**THE PROBLEM**
Please count how many lines below contain the string "hood" and give only that number.
[BEGIN MATERIAL PROVIDED]
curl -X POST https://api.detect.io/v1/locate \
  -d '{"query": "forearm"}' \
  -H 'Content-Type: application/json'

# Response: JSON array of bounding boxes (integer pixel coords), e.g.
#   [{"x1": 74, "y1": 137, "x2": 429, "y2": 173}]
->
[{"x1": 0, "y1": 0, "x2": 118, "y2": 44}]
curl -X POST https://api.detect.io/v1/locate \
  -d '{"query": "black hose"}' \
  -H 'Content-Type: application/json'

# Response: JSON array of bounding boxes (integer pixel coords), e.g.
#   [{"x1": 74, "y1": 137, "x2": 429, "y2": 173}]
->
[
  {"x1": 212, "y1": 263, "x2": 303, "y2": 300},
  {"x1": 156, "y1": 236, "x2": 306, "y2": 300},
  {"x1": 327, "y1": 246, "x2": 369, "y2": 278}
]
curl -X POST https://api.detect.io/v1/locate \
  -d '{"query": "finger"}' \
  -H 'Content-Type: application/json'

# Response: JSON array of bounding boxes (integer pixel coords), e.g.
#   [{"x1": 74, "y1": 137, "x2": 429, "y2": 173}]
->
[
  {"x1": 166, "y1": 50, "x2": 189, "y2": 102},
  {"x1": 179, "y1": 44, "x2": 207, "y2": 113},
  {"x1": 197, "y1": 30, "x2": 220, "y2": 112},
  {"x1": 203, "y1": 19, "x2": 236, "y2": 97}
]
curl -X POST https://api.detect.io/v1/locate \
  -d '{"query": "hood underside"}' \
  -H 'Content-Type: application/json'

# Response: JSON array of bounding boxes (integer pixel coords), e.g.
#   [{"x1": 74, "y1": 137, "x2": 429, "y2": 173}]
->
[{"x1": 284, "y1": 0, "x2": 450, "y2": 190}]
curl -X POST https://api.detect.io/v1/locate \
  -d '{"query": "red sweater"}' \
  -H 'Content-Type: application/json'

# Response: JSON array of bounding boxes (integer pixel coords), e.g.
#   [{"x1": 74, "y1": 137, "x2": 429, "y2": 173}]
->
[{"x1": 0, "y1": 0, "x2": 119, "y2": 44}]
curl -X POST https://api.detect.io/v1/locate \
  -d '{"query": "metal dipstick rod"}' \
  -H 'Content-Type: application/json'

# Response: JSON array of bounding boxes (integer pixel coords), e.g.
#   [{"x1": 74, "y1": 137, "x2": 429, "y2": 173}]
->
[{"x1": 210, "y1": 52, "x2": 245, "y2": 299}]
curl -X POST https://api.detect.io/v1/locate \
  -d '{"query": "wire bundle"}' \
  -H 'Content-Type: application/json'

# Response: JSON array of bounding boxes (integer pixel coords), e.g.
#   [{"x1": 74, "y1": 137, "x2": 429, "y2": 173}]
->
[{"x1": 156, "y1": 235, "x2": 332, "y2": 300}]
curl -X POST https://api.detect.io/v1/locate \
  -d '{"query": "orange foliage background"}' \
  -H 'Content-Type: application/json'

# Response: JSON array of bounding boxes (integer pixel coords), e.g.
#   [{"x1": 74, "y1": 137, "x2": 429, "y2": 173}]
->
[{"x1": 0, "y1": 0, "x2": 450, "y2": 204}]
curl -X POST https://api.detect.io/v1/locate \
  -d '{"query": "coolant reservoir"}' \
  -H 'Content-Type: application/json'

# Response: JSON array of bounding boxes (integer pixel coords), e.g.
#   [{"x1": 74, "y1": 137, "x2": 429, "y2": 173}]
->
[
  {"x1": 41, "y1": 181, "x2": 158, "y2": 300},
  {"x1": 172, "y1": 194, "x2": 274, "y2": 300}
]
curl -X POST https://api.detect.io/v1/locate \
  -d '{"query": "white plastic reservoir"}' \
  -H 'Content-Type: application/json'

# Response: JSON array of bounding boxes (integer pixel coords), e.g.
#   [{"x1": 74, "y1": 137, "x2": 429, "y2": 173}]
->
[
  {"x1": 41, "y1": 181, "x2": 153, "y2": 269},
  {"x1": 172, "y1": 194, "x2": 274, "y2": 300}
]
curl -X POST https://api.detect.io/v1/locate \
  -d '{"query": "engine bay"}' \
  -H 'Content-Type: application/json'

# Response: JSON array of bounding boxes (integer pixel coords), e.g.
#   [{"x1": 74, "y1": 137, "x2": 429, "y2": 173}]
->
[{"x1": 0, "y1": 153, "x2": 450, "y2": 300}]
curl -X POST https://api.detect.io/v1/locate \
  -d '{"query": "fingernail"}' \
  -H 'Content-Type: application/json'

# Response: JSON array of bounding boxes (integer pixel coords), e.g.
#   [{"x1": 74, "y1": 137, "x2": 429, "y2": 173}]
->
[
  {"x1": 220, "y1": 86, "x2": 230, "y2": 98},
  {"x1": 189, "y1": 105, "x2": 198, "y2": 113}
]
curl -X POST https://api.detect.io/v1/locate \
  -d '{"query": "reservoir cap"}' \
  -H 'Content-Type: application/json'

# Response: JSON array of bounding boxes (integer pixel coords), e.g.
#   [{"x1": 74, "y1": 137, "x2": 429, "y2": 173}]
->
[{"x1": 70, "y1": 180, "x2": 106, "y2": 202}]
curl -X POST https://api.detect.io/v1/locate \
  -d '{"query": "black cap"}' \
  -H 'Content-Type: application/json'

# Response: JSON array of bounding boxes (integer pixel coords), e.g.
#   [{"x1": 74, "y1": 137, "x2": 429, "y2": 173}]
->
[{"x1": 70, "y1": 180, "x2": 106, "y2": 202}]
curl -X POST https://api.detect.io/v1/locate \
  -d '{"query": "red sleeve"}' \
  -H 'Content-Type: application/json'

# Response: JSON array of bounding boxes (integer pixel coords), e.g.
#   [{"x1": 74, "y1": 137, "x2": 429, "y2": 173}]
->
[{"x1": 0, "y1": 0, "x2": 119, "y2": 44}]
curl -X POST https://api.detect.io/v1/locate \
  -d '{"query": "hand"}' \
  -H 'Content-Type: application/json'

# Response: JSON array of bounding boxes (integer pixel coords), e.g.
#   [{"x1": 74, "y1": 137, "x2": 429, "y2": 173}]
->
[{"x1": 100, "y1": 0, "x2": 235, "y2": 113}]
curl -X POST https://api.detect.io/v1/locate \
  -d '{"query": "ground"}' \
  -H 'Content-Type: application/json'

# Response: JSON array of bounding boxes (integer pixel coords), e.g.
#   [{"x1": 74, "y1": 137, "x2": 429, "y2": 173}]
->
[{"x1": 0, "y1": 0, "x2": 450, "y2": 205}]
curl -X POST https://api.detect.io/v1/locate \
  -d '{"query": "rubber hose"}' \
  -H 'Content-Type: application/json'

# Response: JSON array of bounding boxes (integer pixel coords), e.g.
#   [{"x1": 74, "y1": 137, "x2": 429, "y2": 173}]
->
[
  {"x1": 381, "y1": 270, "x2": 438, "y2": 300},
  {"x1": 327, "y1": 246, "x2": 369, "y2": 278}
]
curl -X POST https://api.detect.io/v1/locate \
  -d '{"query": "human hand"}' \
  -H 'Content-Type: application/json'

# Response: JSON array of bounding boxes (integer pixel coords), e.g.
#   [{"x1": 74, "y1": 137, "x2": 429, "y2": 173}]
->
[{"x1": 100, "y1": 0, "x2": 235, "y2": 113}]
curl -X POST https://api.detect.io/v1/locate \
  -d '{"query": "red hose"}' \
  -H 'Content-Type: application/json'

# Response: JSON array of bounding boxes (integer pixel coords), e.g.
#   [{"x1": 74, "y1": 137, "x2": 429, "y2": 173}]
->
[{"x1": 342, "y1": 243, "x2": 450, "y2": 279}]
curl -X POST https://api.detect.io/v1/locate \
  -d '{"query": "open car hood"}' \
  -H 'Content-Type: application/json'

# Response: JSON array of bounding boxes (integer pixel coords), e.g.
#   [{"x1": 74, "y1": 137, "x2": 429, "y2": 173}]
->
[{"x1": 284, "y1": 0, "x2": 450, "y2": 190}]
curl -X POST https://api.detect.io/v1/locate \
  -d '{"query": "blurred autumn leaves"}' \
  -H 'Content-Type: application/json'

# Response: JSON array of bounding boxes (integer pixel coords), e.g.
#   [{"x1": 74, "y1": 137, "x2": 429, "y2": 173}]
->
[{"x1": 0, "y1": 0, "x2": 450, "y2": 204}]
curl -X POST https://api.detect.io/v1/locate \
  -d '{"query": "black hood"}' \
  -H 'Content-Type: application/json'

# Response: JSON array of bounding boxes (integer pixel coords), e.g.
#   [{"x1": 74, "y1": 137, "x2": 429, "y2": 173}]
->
[END MATERIAL PROVIDED]
**EXERCISE RESULT**
3